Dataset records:
──────

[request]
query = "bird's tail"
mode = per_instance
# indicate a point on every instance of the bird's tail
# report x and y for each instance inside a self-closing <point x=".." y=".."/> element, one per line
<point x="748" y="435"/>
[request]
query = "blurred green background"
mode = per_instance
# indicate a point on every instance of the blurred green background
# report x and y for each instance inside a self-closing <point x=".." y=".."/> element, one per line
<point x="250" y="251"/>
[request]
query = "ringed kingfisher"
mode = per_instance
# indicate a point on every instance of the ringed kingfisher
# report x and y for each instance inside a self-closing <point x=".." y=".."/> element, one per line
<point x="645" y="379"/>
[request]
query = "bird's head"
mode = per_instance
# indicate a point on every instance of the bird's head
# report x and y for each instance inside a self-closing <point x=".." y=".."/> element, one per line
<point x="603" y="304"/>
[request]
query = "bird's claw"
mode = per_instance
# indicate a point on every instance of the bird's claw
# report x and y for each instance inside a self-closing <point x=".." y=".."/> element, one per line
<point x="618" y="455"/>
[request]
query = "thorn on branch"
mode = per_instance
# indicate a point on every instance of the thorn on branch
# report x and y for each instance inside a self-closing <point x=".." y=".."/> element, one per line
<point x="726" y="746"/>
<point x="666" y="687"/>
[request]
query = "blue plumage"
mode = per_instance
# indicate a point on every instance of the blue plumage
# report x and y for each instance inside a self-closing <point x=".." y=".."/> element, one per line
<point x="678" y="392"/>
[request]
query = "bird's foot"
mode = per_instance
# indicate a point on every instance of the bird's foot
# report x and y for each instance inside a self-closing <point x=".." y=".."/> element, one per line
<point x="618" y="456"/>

──────

- Given task
Quote all of the entries verbatim.

- Answer
[request]
query = "bird's tail"
mode = per_instance
# indicate a point on every instance of the bird's tail
# report x and y for each instance inside a self-closing <point x=".." y=".."/> element, one per line
<point x="748" y="435"/>
[request]
query = "blurred green background"
mode = per_instance
# indicate a point on every instance of the blurred green background
# report x and y for each instance inside a self-closing <point x=".." y=".."/> element, one per line
<point x="250" y="251"/>
[request]
query = "ringed kingfisher"
mode = per_instance
# indicate a point on every instance of the ringed kingfisher
# report x and y for each instance inside a self-closing <point x=".." y=".."/> element, one per line
<point x="645" y="379"/>
[request]
query = "bird's head"
mode = per_instance
# indicate a point on every instance of the bird's head
# report x and y for each instance inside a self-closing <point x=".." y=".."/> element, one per line
<point x="603" y="304"/>
[request]
query = "bird's claw"
mode = per_instance
# indicate a point on every instance of the bird's claw
# report x and y for each instance inside a self-closing <point x=".." y=".."/> element, one per line
<point x="618" y="455"/>
[request]
query = "thorn on branch"
mode = per_instance
# indicate a point on every instance of the thorn on branch
# report x and y for each instance inside a self-closing <point x=".." y=".."/> element, one per line
<point x="726" y="746"/>
<point x="666" y="687"/>
[request]
query = "blue plumage"
mode = per_instance
# indicate a point on every instance of the blue plumage
# report x and y for each instance inside a self-closing <point x=".." y=".."/> element, one per line
<point x="678" y="392"/>
[request]
query = "bird's foot"
mode = per_instance
# indicate a point on every instance of the bird's foot
# report x and y for each instance inside a self-closing <point x=".." y=".."/> element, one per line
<point x="618" y="456"/>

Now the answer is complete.